| EXTRACT PROVIDED |
/---
Heavy winds pour across the ice sheet, engulfing the research station in a dense haze of wind-blown particles. In the observatory, an instrument fails--its bleak messages appear on my computer. Jason and Yuki volunteer to accompany me for the half-kilometer walk, and we strike out along the flag line, raising our faces into the wind to search for the outline of the building. We tinker with the instrument, to no avail, then beat our way back down the flag line. In an hour, with the conditions worsening, we call off work for the day, and stay within the main, adjacent buildings: our Green House berthing and the Big House kitchen.
We watch an afternoon movie, catch sleep, and clean up our bunkrooms. Around windows and doors, fine snow infiltrates through invisible gaps, sculpting feathers, tubes, and impressive snow piles inside the building itself. Each foray outside entails shoveling out the door frame and scraping the hinges with a putty knife, so that the door can be closed and latched again. The snow builds higher and higher, packed firm against the door, until stepping outside is more akin to climbing onto a table.
The Big House is elevated 15 feet above the surface, up a long, open set of stairs, and the whole structure is exposed to the full blast of the wind. The building creaks and sways in the gusts, like a gable-roofed ship, pitching on a broad, pale sea. We are eating dinner. Steak sandwiches, heavy on the onions, as that's the only vegetable that remains, and some sort of fried patty, resurrected from last night's instant potato mash. In the gusts, the flags hanging from the ceiling sway in delicate arcs, and our seats shift gently under our bodies. On the counter, a near-empty jar of pickled beets, now just deep purple blood, trembles with each gust.


After two days, the storm begins to abate, and conditions are merely windy. We find the back door of the Green House fully packed with snow: the door opens inward to reveal its perfect impression in a snowdrift. Guy uncovers the track loader, and moves volumes of snow away from the windows and entrances. And as the blowing snow begins to drop and the sun becomes visible, the fine ice crystals above us create spectacular optical phenomena: a brilliant sun halo at 22° and a weaker halo at 46°, iridescent sundogs to either side, a faint horizontal parhelic circle passing through the sun and its sundogs, an upper tangent arc bending upwards from the inner halo, and even the start of a circumzenith arc, its iridescent curve nearly overhead. It is quite a contrast from the deadened white environment of the past days.
Since February, we've been a crew of six. Tracking and assisting with each other's work, rotating evening meal duties, sharing free time, and handling ourselves self-reliantly. Though it's still bitter cold (–64° F last week), we see twilight at midnight, and summer is just around the corner. In the warmer working season, camp will transform completely. Our population will expand, as summer personnel arrive to repair facilities, handle cargo and operate equipment. Science groups will also arrive to maintain and upgrade their equipment, and to conduct research projects during the relatively short summer season. We'll have a series of LC-130 cargo planes flying in to deliver food, science equipment, mechanical parts and lots of humans. Thankfully, the aircraft will also disappear with our big shipping palettes of trash and broken machinery. The first wave of incoming crew--a medic, a cook, an extra camp hand, a group of carpenters--will fly in on a retrofitted DC-3. That flight was scheduled to land on our ice runway as early as yesterday, but with yet-stronger wind in the forecast we're not expecting them for a few days.
\---
| STORED DATA |
/---
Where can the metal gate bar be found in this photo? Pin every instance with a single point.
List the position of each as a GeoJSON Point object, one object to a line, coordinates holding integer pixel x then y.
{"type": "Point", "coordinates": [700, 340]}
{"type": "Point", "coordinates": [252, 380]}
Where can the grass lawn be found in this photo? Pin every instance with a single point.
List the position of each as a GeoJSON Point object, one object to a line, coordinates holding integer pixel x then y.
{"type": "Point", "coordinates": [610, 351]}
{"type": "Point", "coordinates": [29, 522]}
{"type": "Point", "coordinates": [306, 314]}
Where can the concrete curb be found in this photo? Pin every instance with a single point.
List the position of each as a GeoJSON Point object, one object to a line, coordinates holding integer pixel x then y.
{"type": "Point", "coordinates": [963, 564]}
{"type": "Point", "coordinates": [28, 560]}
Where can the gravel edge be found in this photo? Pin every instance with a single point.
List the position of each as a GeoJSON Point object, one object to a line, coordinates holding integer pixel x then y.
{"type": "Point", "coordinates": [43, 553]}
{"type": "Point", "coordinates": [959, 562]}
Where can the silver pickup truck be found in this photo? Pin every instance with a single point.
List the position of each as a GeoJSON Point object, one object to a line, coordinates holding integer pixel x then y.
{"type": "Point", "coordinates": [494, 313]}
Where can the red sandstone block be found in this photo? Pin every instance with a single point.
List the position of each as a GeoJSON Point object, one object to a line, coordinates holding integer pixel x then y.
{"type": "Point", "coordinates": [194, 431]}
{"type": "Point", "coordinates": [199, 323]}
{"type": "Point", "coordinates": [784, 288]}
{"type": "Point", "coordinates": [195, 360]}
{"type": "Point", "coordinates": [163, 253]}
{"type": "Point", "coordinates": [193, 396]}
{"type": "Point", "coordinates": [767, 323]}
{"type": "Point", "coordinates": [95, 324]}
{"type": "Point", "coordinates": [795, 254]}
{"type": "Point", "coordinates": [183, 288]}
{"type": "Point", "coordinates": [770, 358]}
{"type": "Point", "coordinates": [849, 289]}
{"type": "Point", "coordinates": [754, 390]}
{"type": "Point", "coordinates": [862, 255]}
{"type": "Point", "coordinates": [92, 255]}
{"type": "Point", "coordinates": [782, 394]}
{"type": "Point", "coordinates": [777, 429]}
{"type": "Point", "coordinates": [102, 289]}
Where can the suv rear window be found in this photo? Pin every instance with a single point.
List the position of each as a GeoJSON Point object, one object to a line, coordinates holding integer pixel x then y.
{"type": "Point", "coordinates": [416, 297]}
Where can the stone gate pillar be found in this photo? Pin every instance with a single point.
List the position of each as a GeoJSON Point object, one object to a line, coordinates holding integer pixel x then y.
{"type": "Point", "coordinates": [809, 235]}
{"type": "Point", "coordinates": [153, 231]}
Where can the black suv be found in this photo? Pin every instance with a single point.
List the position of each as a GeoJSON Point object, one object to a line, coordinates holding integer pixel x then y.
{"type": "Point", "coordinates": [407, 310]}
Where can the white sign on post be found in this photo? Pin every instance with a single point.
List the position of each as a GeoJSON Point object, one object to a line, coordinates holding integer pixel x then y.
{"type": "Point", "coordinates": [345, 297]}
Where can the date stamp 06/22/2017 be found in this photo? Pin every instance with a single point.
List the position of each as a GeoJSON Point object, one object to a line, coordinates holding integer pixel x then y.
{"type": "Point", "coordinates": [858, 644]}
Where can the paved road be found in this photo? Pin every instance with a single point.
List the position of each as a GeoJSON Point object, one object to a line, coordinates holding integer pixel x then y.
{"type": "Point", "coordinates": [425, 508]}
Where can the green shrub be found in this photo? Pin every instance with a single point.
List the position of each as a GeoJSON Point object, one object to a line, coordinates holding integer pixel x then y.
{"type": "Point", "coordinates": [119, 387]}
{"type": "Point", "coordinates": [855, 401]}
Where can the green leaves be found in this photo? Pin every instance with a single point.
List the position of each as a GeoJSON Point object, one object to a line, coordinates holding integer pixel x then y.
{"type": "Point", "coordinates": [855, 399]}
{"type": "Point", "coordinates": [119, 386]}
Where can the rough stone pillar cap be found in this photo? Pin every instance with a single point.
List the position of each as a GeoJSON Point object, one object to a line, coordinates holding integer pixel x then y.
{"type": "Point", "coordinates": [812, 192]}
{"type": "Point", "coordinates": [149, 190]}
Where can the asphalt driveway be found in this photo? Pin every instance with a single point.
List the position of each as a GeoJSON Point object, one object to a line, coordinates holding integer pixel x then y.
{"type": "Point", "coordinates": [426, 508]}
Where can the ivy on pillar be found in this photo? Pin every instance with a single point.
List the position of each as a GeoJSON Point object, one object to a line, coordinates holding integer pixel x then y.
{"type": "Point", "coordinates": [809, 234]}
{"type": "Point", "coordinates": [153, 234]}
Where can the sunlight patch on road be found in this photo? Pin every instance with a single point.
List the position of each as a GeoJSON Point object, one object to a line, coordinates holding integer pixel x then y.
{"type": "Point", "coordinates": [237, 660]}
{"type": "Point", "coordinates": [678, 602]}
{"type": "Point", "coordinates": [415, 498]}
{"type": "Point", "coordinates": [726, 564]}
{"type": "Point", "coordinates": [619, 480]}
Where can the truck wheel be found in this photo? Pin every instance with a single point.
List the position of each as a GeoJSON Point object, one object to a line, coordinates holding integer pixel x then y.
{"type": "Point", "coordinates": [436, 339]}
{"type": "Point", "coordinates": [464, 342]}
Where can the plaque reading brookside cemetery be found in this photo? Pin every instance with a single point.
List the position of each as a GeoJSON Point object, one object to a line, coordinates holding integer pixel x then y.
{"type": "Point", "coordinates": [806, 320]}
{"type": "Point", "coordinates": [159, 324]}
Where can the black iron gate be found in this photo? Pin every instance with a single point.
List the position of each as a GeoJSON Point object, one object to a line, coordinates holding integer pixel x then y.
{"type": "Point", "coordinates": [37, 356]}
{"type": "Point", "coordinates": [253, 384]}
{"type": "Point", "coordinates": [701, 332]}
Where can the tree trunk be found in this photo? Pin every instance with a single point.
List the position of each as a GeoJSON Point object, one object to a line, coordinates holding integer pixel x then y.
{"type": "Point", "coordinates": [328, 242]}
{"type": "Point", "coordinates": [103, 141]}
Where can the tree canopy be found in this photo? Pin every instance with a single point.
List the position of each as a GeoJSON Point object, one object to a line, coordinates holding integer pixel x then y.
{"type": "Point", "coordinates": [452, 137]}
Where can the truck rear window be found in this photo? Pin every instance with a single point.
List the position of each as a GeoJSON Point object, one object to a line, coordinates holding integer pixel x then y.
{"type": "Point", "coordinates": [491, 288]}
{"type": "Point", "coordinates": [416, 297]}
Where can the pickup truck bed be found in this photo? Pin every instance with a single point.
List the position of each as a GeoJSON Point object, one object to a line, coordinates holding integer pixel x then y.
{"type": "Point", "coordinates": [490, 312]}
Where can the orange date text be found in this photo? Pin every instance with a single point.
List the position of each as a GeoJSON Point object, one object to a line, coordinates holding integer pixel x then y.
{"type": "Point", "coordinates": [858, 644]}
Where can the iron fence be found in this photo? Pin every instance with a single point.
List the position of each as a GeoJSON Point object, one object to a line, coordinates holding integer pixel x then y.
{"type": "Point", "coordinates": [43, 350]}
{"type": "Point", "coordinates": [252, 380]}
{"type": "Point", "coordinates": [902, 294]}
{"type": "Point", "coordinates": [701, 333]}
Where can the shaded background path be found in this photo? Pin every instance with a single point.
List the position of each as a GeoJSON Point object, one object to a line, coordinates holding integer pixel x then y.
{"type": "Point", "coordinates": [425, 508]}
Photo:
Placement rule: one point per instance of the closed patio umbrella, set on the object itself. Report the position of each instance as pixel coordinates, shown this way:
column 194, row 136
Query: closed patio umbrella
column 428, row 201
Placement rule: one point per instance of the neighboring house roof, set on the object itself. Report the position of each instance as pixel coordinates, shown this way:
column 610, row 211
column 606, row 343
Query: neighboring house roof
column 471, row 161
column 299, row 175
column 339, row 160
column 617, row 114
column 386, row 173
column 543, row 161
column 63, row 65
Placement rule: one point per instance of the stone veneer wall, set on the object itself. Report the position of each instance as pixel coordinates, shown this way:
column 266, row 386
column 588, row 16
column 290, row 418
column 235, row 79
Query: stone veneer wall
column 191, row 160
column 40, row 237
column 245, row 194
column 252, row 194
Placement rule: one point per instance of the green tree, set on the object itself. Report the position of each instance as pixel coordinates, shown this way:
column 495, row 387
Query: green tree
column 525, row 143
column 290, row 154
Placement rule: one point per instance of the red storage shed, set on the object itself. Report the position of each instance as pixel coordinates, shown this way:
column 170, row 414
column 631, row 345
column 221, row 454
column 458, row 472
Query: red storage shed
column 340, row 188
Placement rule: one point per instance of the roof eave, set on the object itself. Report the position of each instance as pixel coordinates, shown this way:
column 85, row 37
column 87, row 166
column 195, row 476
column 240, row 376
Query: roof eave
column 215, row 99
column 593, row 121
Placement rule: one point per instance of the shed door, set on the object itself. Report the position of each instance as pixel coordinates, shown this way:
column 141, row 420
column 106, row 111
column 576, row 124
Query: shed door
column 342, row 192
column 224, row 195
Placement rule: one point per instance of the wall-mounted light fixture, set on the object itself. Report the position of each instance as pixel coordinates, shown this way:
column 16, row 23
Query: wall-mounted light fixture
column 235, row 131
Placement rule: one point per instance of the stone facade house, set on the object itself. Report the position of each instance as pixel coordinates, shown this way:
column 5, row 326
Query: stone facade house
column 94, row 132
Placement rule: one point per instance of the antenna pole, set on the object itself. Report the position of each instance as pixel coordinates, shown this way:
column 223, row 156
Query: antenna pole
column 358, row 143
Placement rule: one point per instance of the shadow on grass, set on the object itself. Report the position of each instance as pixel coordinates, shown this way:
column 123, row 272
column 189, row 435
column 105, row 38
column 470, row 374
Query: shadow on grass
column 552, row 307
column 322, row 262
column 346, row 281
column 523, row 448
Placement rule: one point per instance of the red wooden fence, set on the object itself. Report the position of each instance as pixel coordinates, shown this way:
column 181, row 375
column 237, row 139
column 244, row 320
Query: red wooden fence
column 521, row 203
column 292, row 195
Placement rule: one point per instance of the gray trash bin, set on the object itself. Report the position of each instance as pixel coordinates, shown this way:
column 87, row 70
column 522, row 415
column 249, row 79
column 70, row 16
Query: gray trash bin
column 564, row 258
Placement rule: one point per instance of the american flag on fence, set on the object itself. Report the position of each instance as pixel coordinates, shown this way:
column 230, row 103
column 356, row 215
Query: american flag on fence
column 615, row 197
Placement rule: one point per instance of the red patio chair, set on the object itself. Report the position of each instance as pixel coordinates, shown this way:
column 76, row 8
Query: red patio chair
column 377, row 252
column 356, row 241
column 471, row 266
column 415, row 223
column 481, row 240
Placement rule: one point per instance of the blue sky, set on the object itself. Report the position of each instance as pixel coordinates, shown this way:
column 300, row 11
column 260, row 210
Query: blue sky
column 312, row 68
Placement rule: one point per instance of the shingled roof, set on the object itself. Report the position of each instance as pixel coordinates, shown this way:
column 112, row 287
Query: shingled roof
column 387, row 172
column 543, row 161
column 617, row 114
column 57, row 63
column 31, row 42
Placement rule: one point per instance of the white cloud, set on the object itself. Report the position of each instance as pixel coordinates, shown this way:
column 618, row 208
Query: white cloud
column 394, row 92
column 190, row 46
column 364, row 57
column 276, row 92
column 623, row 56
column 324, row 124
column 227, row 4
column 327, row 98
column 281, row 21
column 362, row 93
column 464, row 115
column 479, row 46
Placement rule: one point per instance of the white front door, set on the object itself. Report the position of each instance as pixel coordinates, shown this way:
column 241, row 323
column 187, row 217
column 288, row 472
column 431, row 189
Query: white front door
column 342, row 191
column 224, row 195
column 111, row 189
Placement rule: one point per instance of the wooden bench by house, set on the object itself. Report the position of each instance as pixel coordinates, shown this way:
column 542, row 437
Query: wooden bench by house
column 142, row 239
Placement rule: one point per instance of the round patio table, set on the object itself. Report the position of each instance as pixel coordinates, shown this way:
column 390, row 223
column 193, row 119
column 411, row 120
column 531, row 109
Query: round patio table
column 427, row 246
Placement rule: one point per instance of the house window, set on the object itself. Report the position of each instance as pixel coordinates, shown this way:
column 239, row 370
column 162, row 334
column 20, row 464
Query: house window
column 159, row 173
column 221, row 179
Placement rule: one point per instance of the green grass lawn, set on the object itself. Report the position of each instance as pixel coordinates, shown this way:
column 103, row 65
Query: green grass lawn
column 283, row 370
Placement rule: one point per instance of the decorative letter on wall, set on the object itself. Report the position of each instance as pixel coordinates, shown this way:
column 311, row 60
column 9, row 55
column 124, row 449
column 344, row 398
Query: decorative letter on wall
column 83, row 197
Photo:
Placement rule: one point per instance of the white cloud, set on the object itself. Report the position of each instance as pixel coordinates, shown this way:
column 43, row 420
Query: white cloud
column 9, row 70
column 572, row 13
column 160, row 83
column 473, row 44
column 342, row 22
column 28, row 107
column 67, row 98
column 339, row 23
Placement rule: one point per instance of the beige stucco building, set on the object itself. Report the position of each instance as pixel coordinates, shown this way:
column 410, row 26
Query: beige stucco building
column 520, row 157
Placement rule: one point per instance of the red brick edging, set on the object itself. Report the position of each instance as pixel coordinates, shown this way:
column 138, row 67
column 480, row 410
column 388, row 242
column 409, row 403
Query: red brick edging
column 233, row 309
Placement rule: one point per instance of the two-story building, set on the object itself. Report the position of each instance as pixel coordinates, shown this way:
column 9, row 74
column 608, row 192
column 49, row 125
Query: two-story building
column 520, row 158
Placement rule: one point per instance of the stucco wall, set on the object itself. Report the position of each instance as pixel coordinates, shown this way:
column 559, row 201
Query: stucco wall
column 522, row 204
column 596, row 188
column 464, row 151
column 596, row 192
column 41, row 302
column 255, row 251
\---
| TASK SET |
**A.** In the account of the storm at the research station, how many feet above the surface is the Big House raised?
**B.** Retype the part of the storm account starting with "After two days, the" and going on through "the past days.".

| ANSWERS PROVIDED |
**A.** 15 feet.

**B.**
After two days, the storm begins to abate, and conditions are merely windy. We find the back door of the Green House fully packed with snow: the door opens inward to reveal its perfect impression in a snowdrift. Guy uncovers the track loader, and moves volumes of snow away from the windows and entrances. And as the blowing snow begins to drop and the sun becomes visible, the fine ice crystals above us create spectacular optical phenomena: a brilliant sun halo at 22° and a weaker halo at 46°, iridescent sundogs to either side, a faint horizontal parhelic circle passing through the sun and its sundogs, an upper tangent arc bending upwards from the inner halo, and even the start of a circumzenith arc, its iridescent curve nearly overhead. It is quite a contrast from the deadened white environment of the past days.